Return only the count of lines in the listing below where the word "shirt" appears.

==== Data for this exercise ====

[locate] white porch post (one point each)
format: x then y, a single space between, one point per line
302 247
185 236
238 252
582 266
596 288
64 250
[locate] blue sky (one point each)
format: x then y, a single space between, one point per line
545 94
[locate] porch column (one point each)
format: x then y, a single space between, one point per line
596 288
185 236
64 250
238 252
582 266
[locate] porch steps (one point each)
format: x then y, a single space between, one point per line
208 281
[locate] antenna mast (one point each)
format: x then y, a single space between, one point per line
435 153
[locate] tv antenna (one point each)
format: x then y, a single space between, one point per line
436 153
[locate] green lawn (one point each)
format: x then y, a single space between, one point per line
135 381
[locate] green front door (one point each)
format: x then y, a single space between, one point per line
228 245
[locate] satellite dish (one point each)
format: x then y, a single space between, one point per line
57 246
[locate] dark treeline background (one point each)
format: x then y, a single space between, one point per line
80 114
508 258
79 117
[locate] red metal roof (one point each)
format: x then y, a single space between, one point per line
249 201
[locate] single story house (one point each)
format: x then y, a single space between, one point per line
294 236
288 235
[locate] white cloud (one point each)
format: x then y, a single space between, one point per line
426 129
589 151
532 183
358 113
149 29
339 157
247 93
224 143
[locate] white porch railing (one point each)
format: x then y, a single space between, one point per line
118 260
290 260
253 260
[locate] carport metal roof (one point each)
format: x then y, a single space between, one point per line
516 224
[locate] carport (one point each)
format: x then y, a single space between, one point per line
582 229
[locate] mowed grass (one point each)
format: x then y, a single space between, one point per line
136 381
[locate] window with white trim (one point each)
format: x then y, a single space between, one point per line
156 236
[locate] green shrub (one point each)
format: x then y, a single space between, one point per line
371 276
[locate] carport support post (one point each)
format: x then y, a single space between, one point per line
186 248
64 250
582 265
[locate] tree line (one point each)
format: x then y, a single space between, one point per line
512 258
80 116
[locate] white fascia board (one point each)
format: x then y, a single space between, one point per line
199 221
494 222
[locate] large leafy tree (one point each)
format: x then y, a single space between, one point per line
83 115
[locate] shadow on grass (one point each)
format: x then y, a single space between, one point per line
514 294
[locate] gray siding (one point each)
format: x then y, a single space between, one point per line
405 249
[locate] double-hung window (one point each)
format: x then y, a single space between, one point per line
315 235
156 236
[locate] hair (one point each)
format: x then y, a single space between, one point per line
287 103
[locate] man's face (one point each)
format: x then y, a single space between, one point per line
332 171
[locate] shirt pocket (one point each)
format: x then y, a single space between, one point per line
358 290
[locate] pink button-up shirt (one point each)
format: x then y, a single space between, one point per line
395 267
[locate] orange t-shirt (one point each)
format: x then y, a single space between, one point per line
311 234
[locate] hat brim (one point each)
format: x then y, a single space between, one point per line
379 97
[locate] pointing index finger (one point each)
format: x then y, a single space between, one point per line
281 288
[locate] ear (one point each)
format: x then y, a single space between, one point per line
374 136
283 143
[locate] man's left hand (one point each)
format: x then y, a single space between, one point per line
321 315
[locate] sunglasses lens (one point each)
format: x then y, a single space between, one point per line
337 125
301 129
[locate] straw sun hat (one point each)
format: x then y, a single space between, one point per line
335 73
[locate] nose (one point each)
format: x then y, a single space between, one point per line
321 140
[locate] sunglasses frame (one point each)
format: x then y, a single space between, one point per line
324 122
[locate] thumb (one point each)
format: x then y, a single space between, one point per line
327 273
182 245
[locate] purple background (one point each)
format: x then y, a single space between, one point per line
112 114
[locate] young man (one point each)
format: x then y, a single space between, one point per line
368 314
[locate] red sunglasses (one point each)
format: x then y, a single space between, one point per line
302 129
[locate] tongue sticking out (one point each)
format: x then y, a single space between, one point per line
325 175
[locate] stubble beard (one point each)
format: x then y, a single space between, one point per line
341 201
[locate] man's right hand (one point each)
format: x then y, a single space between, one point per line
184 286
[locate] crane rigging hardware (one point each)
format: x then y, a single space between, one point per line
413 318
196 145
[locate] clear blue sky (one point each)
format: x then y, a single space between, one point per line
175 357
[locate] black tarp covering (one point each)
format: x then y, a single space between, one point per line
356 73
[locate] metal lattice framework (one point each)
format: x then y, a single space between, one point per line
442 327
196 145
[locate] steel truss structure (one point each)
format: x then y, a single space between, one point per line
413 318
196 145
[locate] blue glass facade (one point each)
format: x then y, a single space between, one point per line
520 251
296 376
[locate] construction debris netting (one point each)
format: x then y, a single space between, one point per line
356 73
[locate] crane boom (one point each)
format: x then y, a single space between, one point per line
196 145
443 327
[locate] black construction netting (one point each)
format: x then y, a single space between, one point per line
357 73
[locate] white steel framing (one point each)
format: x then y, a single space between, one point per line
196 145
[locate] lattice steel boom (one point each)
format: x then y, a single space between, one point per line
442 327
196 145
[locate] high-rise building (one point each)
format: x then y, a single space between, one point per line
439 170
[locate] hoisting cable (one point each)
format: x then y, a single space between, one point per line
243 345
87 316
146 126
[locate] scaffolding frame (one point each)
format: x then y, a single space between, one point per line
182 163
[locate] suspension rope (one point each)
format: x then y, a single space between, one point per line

====

Expected output: 3